▸ Stored dataset items:
↓↓↓

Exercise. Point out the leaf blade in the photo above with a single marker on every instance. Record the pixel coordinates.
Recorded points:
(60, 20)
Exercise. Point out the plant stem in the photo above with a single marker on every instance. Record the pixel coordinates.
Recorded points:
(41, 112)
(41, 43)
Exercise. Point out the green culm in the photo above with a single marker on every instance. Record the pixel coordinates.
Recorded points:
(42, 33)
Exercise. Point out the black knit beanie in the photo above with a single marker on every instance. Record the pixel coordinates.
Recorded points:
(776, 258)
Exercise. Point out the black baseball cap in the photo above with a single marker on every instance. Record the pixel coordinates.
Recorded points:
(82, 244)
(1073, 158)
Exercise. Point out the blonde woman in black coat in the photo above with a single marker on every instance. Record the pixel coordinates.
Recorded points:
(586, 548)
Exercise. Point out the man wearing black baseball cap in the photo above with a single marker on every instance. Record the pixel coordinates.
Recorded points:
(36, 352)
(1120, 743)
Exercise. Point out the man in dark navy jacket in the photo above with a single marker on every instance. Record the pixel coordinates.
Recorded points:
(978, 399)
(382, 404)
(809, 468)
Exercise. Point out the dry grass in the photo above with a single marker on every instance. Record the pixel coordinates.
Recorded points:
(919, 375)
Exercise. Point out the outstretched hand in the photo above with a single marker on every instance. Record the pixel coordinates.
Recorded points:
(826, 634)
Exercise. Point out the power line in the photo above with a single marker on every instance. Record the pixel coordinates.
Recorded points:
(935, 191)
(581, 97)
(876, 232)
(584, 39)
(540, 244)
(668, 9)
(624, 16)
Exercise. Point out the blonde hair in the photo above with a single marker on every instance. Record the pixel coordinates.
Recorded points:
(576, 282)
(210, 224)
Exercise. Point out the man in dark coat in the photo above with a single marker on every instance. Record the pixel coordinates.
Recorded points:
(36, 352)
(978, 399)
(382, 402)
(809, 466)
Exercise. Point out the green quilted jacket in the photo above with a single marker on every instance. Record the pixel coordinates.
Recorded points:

↑↑↑

▸ PROBLEM REQUIREMENTS: Copy all lines from the data that hold the word "blonde".

▸ TASK RESPONSE:
Exercise. Point out the blonde woman in black coat in the photo above with a single marker on every instance. Record the pixel coordinates.
Exercise. Point out the blonde hair in the photo above with a single marker on every instance. Record the pixel coordinates.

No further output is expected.